# [REQUIRED TASK A]
In the records, start at the line containing "Each instance of the railway" and continue to the end of the records. Give those lines as a Markdown table with the columns Row and Line, leaving out blank lines.

# [DOCUMENT]
Interestingly, although these companies don’t give a toss they do go along with the game of pretending they care about what we think. In a monumental time-leap from 2000 to now we are still subjected to what they call ‘consultation’ but we have come to callpantomime’. It’s worth thinking through how any of these plans to destroy the community are supposedly validated by the community.

In the early 2000’s, the Council conducted a ‘consultation’ at The Elephant about their plans to demolish it and replace it with a Town Centre. It’s published results were somewhat skewed. Of 464 responses to their viewing of the new plans, 80% of replies were either ‘strongly or moderately in favour’. Hence we calculate from an area containing 1000’s of local people, 371 were either dead keen on the plans or were ‘moderately’ in favour i.e their agreement was actually quite limited. From this consultation, the Council begins to trumpet a mandate for demolition from local people.

If we jump to Delancey’s public consultation in July 2015 when the first few details of the proposed plans are shown, we can see how such ‘consultation’ (asking for people’s input) is skewed by the misleading and bogus questions people are asked. There is no point going over old ground again and so you can read our critical responses to those questions here! Worth pointing out that at no point does this question – Would you like the development to include homes for people who love and live in London? – ask about what kind of homes are they talking about? Why are there no questions about types of tenure so that people answering the questionnaire can specify types if tenure they desire locally. People could then also talk about the absent question of social rented and affordable housing in the scheme.

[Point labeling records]
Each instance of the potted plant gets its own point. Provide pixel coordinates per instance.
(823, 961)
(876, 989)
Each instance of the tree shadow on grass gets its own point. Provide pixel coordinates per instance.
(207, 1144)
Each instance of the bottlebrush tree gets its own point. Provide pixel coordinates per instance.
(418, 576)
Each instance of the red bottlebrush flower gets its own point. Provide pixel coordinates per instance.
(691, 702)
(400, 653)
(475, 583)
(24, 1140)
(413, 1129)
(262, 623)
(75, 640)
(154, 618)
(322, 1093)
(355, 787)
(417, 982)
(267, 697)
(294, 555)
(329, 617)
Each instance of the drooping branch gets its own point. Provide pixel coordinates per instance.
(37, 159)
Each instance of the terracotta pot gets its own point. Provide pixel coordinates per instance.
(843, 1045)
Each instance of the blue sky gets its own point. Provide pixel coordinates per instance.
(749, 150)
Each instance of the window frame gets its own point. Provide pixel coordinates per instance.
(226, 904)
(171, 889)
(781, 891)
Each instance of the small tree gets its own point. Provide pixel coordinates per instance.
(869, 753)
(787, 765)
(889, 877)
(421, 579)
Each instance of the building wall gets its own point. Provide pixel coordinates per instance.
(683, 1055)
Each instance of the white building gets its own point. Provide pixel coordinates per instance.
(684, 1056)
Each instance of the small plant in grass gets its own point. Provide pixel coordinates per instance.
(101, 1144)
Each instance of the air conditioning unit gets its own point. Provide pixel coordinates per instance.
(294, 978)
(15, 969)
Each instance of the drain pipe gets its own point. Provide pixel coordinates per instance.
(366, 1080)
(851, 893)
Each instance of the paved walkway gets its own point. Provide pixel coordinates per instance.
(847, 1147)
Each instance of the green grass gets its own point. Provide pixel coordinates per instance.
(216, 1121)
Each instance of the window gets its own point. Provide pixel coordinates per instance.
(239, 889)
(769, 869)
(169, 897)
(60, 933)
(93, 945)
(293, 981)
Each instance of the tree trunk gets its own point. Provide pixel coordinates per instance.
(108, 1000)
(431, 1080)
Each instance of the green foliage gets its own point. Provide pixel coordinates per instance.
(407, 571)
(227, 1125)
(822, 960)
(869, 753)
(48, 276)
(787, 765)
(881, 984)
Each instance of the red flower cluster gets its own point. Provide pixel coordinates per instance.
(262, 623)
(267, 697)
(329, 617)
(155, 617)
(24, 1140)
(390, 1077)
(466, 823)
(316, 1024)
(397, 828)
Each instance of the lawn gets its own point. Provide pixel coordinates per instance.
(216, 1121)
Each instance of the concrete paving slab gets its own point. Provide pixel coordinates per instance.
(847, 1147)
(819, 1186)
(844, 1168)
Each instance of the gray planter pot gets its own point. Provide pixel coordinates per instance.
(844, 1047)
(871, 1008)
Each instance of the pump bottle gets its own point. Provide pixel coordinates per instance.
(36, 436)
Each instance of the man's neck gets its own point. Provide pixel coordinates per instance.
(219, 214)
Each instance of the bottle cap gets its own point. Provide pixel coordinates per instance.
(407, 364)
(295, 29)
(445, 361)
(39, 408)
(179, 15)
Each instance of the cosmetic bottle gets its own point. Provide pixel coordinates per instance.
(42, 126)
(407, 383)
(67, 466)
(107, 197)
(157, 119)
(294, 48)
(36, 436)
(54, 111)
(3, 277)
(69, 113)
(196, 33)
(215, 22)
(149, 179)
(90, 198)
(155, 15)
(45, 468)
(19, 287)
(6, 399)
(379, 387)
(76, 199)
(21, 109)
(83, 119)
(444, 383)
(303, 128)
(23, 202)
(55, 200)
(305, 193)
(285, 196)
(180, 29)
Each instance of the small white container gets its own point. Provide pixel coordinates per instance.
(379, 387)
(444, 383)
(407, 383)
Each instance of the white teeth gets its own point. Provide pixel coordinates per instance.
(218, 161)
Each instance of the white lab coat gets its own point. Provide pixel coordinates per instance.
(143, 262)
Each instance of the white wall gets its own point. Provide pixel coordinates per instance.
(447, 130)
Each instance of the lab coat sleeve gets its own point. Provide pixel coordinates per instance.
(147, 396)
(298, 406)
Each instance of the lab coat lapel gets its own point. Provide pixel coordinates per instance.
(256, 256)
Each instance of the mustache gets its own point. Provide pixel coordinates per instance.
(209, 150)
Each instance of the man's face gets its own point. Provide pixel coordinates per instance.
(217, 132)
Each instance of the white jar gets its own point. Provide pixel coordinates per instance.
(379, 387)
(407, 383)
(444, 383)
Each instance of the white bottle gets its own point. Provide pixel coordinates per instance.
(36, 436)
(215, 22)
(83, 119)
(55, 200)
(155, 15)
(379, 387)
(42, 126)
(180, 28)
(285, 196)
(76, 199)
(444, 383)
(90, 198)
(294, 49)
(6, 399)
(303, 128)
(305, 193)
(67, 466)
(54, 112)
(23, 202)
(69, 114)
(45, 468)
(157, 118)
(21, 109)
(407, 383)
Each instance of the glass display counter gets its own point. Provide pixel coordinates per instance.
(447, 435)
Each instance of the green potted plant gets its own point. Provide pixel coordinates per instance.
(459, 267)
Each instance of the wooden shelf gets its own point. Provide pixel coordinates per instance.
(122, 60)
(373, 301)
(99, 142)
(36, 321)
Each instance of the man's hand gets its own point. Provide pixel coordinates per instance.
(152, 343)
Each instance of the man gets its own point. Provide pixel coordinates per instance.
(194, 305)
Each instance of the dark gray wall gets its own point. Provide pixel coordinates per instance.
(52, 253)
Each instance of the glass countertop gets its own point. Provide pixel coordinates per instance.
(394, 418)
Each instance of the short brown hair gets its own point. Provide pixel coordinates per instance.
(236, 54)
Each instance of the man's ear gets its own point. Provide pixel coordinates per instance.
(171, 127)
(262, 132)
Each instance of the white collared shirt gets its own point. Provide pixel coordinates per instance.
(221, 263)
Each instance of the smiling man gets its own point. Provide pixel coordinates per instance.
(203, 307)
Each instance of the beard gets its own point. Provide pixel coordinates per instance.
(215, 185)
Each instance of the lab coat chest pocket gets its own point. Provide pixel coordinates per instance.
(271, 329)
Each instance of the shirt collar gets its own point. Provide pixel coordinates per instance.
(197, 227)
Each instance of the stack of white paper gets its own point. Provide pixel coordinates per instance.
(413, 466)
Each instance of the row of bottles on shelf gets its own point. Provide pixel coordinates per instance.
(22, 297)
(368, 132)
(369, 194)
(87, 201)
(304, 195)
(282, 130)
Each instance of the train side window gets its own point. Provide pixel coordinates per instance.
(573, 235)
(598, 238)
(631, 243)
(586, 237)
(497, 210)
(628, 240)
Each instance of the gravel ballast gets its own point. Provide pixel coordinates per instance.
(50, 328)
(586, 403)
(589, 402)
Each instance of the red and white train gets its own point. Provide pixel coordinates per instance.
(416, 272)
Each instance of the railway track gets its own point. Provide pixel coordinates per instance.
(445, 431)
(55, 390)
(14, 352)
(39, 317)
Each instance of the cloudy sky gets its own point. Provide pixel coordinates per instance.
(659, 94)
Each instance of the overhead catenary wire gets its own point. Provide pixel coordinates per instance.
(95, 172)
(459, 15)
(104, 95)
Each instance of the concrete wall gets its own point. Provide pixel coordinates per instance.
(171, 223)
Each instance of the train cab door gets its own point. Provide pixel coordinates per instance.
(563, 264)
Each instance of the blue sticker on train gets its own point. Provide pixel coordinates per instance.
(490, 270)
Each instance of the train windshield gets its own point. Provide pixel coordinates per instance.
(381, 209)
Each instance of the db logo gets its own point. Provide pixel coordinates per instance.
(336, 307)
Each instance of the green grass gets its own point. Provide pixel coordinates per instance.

# [REQUIRED TASK B]
Retype the part of the passage on the Elephant consultations that starts at the words "Interestingly, although these" and ends after the words "by the community.".

# [FINAL RESULT A]
| Row | Line |
|---|---|
| 1 | Each instance of the railway track gets its own point. Provide pixel coordinates per instance. |
| 2 | (445, 431) |
| 3 | (55, 390) |
| 4 | (14, 352) |
| 5 | (39, 317) |
| 6 | Each instance of the cloudy sky gets its own point. Provide pixel coordinates per instance. |
| 7 | (659, 94) |
| 8 | Each instance of the overhead catenary wire gets its own point. Provide pixel coordinates per instance. |
| 9 | (95, 172) |
| 10 | (459, 15) |
| 11 | (104, 95) |
| 12 | Each instance of the concrete wall gets its own point. Provide pixel coordinates per instance. |
| 13 | (171, 223) |
| 14 | Each instance of the train cab door gets its own point. Provide pixel coordinates per instance. |
| 15 | (563, 264) |
| 16 | Each instance of the blue sticker on train gets its own point. Provide pixel coordinates per instance. |
| 17 | (490, 270) |
| 18 | Each instance of the train windshield gets its own point. Provide pixel coordinates per instance. |
| 19 | (381, 209) |
| 20 | Each instance of the db logo gets its own point. Provide pixel coordinates per instance. |
| 21 | (336, 307) |
| 22 | Each instance of the green grass gets its own point. Provide pixel coordinates per instance. |

# [FINAL RESULT B]
Interestingly, although these companies don’t give a toss they do go along with the game of pretending they care about what we think. In a monumental time-leap from 2000 to now we are still subjected to what they call ‘consultation’ but we have come to callpantomime’. It’s worth thinking through how any of these plans to destroy the community are supposedly validated by the community.